* WHAT IS ASKED
Reproduce all records exactly.

Data extracted from a collection:
=======
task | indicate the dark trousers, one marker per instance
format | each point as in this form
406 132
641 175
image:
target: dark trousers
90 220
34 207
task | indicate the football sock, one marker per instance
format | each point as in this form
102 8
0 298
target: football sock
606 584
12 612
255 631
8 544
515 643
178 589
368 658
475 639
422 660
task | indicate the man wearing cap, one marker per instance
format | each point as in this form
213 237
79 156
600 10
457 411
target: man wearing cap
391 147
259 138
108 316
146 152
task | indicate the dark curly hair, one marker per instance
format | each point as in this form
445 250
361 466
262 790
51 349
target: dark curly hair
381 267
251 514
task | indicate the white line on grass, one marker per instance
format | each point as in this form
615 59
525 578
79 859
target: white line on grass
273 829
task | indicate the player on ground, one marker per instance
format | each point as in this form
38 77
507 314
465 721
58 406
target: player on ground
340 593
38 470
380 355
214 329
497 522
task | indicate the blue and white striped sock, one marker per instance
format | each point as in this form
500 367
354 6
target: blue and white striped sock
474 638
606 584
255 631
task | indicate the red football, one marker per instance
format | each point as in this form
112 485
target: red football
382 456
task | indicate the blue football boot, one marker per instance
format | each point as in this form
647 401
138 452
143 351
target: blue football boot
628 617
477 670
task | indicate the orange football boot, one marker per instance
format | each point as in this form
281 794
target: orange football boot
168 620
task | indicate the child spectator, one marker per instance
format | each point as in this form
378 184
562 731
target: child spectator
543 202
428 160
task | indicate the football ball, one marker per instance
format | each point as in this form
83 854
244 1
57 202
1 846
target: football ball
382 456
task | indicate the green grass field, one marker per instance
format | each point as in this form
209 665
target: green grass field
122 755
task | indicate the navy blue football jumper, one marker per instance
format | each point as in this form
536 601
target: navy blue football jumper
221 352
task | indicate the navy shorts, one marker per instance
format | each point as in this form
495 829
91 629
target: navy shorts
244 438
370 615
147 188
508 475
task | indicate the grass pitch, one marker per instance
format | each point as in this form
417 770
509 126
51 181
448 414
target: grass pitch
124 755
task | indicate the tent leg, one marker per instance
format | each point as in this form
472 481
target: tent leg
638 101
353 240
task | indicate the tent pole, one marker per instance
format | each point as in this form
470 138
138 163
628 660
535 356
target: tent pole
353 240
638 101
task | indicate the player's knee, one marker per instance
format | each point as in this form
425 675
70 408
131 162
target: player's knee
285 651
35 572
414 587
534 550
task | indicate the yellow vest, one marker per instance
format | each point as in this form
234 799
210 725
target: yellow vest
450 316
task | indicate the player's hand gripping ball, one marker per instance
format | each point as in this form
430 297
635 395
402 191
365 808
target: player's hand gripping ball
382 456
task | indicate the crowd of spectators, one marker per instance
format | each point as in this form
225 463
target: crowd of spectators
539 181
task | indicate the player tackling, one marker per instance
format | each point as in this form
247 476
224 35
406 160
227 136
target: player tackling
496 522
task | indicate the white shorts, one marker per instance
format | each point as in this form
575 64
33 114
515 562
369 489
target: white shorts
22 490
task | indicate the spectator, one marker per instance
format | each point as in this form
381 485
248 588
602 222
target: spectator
=======
* ANSWER TO THIS PROBLEM
task | indicate the dark trousers, one marker per instance
format | each point as in this form
406 132
641 175
image:
target: dark trousers
90 220
34 207
task | indicate the football sock, one marker per instance
format | each point as in this form
102 8
0 298
target: football sock
606 584
12 612
255 631
8 544
515 643
178 589
368 658
475 639
422 660
task | indicate the man wearing cap, one marker per instance
format | each point as in this form
213 237
79 156
600 10
457 411
target: man wearing cap
391 147
259 138
108 316
146 152
task | indicate the dark curly hair, one marker per instance
format | each point as in this form
445 250
361 466
262 790
51 349
target: dark curly hair
381 267
251 514
task | indicate the white line on grass, one marker per instance
format | each point as in this form
615 59
525 578
79 859
target: white line on grass
273 829
task | indicate the player on ground, one marker per instance
format | each point as in this form
38 77
507 314
465 721
58 406
target: player on ground
340 593
38 470
380 355
214 329
497 522
task | indicate the blue and white striped sock, one marker per instance
format | each point as in this form
500 367
354 6
target: blue and white striped sock
474 638
606 584
255 631
task | indicate the red football, one marker per instance
format | each point as in this form
112 485
target: red football
382 456
task | indicate the blue football boot, one marker per instance
format | each point as in this form
647 401
138 452
143 351
target: blue football boot
628 617
477 670
task | indicate the orange football boot, one marker per instance
format | each point as in this form
281 794
target: orange football boot
168 620
task | indicate the child spectator, one marker per instance
format | each point as in this form
378 184
562 731
target: child spectator
543 202
428 160
task | indicate the football ball, one marker per instance
format | each point as in this form
83 854
244 1
57 202
1 846
target: football ball
382 456
task | indicate the green grass field, one marker per instance
format | each point as in this form
209 665
target: green grass field
122 755
task | indicate the navy blue football jumper, one marker per instance
format | each point as in this form
536 601
target: navy blue football jumper
221 352
task | indicate the navy shorts, one marker per instance
format | each point as in this form
495 829
91 629
target: navy shorts
244 438
370 615
147 188
508 475
task | indicate the grass pitch, one marker per instance
format | each point as in this form
417 770
509 126
51 181
448 414
target: grass pitch
124 755
task | indicate the tent leg, one marker per instance
format | each point as in this form
472 481
target: tent leg
638 101
353 240
task | indicate the tent pole, one marker per instance
format | each point as in this form
470 138
138 163
628 660
535 356
target: tent pole
353 240
638 101
task | indicate the player's knee, one marker per instance
format | each point as in this form
425 675
70 408
131 162
target: player's knee
285 651
35 572
414 587
534 550
task | indicate the yellow vest, one marker per instance
format | each point as in this form
234 799
210 725
target: yellow vest
450 316
task | indicate the player's hand gripping ball, one marker per instance
format | each point as in this form
430 297
635 395
402 191
365 808
target: player's hand gripping ball
382 456
task | indicate the crowd of spectators, one marker per instance
format | each point as in this form
225 463
target: crowd of spectators
539 181
task | indicate the player tackling, one marker per instance
format | each point as in this form
247 476
224 35
406 160
227 136
target: player tackling
496 522
task | indicate the white shorts, one marker per instance
format | each point as in this form
575 64
33 114
515 562
369 489
target: white shorts
22 490
task | indicate the spectator, one marker per instance
format | each point as in this form
381 485
248 588
602 222
target: spectator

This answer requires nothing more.